Written request
Reproduce, word for word, the stretch of the records below that opens with the line containing "target | white swaddle blanket" and closes with the line containing "x=103, y=330". Include both of those lines.

Task data
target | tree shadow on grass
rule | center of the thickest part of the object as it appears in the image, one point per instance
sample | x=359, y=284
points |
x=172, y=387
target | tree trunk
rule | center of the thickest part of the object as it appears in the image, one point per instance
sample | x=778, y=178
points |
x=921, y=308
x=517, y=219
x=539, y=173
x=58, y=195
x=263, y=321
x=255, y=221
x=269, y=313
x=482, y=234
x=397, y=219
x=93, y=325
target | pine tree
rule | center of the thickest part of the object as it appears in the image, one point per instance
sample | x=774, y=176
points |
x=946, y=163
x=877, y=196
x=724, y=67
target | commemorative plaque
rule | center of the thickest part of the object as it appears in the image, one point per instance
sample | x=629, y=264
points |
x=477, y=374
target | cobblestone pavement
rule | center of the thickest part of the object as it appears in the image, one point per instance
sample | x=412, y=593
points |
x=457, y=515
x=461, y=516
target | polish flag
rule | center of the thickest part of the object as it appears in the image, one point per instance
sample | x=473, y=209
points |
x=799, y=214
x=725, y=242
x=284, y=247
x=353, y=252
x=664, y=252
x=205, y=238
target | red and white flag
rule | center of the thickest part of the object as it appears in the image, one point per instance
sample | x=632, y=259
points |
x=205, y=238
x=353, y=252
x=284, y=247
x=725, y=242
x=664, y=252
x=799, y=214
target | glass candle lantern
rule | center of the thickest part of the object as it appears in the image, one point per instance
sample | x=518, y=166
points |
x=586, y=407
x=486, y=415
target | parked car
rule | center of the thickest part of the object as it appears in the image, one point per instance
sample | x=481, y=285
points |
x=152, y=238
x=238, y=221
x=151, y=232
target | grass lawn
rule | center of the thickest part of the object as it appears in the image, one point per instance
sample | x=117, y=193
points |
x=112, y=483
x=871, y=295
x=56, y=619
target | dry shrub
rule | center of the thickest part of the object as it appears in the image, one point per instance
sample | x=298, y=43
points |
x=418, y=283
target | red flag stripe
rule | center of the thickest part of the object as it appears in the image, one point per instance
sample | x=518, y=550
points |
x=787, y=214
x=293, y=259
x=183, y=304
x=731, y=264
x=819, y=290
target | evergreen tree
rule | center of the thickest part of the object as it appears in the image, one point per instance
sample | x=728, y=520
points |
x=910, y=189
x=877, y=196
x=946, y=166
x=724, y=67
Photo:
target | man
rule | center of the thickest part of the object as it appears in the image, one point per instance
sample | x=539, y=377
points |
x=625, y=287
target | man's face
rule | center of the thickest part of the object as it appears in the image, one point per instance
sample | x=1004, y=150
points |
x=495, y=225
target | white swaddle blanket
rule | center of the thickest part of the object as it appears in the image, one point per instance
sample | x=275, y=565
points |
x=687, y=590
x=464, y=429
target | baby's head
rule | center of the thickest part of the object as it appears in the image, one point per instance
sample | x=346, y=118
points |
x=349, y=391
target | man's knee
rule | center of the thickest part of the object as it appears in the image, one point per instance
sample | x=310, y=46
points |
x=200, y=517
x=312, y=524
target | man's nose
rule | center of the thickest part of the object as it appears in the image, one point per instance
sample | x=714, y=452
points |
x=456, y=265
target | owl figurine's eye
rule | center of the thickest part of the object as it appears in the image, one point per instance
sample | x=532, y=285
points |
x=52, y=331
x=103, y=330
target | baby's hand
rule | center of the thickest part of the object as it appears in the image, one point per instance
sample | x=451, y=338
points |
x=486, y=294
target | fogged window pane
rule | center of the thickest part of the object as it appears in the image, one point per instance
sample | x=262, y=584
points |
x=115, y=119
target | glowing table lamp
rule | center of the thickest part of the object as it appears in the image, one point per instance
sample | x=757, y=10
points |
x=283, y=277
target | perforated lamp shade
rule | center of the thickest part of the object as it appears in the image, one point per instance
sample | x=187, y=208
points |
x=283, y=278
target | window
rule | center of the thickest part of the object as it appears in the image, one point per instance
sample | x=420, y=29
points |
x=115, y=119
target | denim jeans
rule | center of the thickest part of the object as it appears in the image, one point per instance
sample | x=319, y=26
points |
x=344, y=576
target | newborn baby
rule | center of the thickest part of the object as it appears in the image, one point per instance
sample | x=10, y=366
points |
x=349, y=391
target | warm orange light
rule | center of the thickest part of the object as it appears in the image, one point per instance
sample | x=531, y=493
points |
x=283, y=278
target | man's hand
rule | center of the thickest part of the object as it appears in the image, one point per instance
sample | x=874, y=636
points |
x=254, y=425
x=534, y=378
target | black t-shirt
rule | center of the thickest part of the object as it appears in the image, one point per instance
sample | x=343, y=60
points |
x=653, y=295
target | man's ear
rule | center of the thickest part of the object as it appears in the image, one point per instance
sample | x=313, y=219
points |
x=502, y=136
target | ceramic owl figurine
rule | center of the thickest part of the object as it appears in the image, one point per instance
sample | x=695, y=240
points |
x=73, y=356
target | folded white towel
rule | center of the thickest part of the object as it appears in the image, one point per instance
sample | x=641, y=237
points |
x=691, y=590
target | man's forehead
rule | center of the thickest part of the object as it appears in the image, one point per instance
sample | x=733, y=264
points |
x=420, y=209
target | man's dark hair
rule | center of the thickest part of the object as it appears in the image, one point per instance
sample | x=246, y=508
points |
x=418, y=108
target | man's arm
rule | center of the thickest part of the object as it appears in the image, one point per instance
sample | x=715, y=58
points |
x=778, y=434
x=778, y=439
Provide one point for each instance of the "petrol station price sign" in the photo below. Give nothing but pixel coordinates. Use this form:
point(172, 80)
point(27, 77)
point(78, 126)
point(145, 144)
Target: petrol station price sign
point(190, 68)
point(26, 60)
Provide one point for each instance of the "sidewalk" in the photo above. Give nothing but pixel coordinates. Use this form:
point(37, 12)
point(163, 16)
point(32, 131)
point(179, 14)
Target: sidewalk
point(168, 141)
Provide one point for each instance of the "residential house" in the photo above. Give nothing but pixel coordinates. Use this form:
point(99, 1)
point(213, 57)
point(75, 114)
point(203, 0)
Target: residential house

Exercise output
target | white swaddle blanket
rule | center of the thickest part of the object as it appears in the image, one point per instance
sample | x=275, y=565
points |
x=687, y=590
x=464, y=429
target | baby's head
rule | center of the thickest part of the object as it appears in the image, one point per instance
sample | x=346, y=118
points |
x=349, y=391
target | man's knee
rule | center of the thickest part of the object as it appears in the image, one point per instance
sample | x=310, y=46
points |
x=200, y=517
x=312, y=524
target | man's nose
rule | center of the thickest part of the object as it appears in the image, one point per instance
sample | x=714, y=452
points |
x=456, y=265
target | owl figurine's eye
rule | center of the thickest part of the object as it appears in the image, one point per instance
sample | x=532, y=285
points |
x=52, y=331
x=103, y=330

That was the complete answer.